[STATED GOAL]
Transcribe the records exactly from the line with "tree? Indicate one point per instance." to the end, both included.

[DATA RECORDS]
....

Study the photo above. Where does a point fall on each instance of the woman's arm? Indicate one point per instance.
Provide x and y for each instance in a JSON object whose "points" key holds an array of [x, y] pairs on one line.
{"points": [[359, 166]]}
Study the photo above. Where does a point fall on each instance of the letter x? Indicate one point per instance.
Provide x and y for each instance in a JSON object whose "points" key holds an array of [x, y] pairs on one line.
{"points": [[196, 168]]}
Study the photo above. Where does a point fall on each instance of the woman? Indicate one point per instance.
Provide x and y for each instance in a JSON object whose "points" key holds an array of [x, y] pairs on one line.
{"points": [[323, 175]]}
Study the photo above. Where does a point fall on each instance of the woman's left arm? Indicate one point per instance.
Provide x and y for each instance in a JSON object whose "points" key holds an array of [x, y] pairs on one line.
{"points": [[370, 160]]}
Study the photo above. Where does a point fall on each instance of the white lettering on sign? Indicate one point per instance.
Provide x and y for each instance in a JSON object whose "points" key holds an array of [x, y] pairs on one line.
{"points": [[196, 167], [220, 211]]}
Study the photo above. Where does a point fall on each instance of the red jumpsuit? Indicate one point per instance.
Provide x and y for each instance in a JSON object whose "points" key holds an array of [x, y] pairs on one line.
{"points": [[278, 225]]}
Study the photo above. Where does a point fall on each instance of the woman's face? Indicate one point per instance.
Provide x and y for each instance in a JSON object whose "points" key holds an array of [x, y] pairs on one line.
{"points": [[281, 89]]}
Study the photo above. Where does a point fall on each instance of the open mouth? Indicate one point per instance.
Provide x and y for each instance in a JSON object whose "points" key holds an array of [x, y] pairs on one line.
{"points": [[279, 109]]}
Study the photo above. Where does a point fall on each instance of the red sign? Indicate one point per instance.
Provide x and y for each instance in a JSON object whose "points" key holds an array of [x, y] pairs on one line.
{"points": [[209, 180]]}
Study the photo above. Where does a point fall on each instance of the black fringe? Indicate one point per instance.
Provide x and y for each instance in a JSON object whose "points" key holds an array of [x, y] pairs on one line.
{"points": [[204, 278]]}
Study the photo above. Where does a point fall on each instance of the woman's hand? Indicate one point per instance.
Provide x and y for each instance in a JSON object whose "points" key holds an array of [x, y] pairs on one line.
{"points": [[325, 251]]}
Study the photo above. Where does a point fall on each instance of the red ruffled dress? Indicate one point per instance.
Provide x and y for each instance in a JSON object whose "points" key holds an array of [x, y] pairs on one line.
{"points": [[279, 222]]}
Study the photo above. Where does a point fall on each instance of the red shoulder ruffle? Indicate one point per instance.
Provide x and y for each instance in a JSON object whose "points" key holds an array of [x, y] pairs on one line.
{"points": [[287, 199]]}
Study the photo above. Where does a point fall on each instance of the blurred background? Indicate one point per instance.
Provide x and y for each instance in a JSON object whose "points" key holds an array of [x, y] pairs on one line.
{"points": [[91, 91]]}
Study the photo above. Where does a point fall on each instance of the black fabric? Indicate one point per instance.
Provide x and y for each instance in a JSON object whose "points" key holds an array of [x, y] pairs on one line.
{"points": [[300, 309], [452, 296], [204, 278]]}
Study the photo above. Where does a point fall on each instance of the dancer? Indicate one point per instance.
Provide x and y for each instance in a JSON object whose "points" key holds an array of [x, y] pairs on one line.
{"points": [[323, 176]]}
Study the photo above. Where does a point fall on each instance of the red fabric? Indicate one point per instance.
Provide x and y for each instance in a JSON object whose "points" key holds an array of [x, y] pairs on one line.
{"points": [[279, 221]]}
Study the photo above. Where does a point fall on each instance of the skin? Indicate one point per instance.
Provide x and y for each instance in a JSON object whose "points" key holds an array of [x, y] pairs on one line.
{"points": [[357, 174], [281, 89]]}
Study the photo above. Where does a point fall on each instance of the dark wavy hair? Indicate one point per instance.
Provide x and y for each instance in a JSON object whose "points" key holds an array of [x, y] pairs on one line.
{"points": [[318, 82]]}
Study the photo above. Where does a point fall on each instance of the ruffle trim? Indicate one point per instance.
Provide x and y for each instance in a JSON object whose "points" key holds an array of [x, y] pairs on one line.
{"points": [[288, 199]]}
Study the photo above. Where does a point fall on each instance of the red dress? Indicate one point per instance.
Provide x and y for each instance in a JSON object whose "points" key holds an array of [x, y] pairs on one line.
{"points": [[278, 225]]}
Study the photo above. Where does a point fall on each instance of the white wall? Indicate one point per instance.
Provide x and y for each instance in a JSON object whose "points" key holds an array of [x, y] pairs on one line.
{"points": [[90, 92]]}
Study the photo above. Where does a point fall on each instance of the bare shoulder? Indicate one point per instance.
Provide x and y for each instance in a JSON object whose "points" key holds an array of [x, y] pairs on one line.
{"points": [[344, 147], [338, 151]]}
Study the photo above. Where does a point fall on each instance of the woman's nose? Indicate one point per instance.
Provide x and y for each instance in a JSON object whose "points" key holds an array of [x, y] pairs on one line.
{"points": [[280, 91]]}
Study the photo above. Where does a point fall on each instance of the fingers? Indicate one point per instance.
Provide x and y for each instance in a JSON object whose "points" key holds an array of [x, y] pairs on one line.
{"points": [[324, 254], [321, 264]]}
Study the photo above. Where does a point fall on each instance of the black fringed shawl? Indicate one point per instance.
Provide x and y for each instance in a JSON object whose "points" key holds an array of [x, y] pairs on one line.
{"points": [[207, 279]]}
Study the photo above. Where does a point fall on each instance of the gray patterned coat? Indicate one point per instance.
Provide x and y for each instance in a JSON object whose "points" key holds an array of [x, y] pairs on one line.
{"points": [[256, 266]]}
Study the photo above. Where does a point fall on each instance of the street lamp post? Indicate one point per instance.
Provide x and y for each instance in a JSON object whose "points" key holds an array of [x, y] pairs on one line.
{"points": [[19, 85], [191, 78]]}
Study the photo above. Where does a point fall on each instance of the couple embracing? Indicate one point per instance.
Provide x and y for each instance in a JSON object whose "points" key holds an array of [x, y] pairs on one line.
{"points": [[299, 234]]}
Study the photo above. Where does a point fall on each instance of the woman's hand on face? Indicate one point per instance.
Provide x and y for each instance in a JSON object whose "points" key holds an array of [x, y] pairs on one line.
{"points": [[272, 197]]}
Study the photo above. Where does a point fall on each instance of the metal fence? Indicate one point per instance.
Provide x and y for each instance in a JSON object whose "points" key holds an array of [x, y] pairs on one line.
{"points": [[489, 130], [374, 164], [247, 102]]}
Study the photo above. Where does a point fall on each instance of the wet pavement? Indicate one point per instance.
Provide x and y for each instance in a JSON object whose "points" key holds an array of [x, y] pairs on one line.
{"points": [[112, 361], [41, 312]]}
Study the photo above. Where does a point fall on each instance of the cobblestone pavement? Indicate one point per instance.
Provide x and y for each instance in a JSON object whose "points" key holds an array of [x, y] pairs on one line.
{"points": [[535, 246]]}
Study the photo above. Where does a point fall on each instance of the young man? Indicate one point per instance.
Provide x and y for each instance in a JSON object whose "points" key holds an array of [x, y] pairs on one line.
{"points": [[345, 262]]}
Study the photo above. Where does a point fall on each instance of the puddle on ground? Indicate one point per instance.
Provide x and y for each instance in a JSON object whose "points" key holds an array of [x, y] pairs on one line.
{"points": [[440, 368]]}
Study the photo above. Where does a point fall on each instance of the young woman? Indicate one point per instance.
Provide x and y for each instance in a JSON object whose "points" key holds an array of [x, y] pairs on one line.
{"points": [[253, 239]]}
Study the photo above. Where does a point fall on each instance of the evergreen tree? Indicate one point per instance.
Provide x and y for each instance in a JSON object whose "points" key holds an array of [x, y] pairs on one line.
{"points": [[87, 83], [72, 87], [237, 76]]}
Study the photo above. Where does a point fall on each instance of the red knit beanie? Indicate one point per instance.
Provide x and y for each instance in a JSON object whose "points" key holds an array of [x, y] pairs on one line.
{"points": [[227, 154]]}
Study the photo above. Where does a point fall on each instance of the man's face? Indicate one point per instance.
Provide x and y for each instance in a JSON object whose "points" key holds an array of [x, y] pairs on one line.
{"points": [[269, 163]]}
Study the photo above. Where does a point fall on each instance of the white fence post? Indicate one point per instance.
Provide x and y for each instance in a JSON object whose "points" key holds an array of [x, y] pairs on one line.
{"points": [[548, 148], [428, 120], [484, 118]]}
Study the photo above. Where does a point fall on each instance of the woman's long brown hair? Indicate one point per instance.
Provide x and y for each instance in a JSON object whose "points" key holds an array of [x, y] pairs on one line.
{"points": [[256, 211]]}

....

[RESULT OF THE EXERCISE]
Study the photo above. Where does a point fall on each instance of the evergreen tree? Indicate one point per instance.
Provide x and y for each instance in a JSON object whose "points" key holds an array of [x, y] pairs on one line.
{"points": [[87, 83], [72, 87], [237, 76]]}
Study the photo above. Where does a point fall on each instance of the red knit beanie? Indicate one point per instance.
Provide x and y for each instance in a JSON object whose "points" key holds an array of [x, y] pairs on one line.
{"points": [[227, 154]]}
Study the photo above. Where does a point fall on each instance of the man's face? Indicate one point per instance.
Provide x and y for each instance in a JSON object whose "points" key holds an array of [x, y] pairs on one line.
{"points": [[269, 163]]}
Study the photo above. Where does a point fall on each instance of the white fence post? Indicate one point per instance.
Provide x and y for each instance in a JSON object whose "points" key holds an array of [x, y] pairs on one line.
{"points": [[548, 148], [428, 120], [484, 118]]}
Study the photo above. Where does a point fall on each instance of the woman's long brown hair? Indicate one point per instance.
Provide x and y for each instance in a JSON object whose "points" key holds an array of [x, y] pairs on one line.
{"points": [[256, 211]]}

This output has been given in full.